Pick out every line of the records that contains the string "building", and copy each one. Matching is case-sensitive.

*DATA PROVIDED*.
+++++
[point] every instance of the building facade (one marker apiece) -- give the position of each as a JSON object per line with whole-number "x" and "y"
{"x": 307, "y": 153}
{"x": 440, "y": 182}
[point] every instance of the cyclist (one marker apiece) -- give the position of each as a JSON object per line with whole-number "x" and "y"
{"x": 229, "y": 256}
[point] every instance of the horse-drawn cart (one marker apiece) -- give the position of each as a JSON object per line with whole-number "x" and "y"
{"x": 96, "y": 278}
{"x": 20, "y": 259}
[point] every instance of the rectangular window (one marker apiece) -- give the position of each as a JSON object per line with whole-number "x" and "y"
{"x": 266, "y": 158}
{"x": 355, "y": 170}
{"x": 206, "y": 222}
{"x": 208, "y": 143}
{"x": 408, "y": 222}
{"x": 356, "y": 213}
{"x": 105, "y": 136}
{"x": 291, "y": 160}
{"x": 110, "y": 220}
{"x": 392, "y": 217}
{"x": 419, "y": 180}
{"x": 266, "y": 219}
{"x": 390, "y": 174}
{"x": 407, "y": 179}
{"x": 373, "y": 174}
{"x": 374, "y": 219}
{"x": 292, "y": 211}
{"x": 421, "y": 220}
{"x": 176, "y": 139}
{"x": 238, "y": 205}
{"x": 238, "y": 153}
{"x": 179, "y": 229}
+++++
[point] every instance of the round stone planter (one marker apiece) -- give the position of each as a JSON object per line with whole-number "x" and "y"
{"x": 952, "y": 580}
+++++
*TASK RESULT*.
[point] every instance of the building facade (one marker apiece) -- give the position of each as a JSON object per line with whole-number "x" and "y"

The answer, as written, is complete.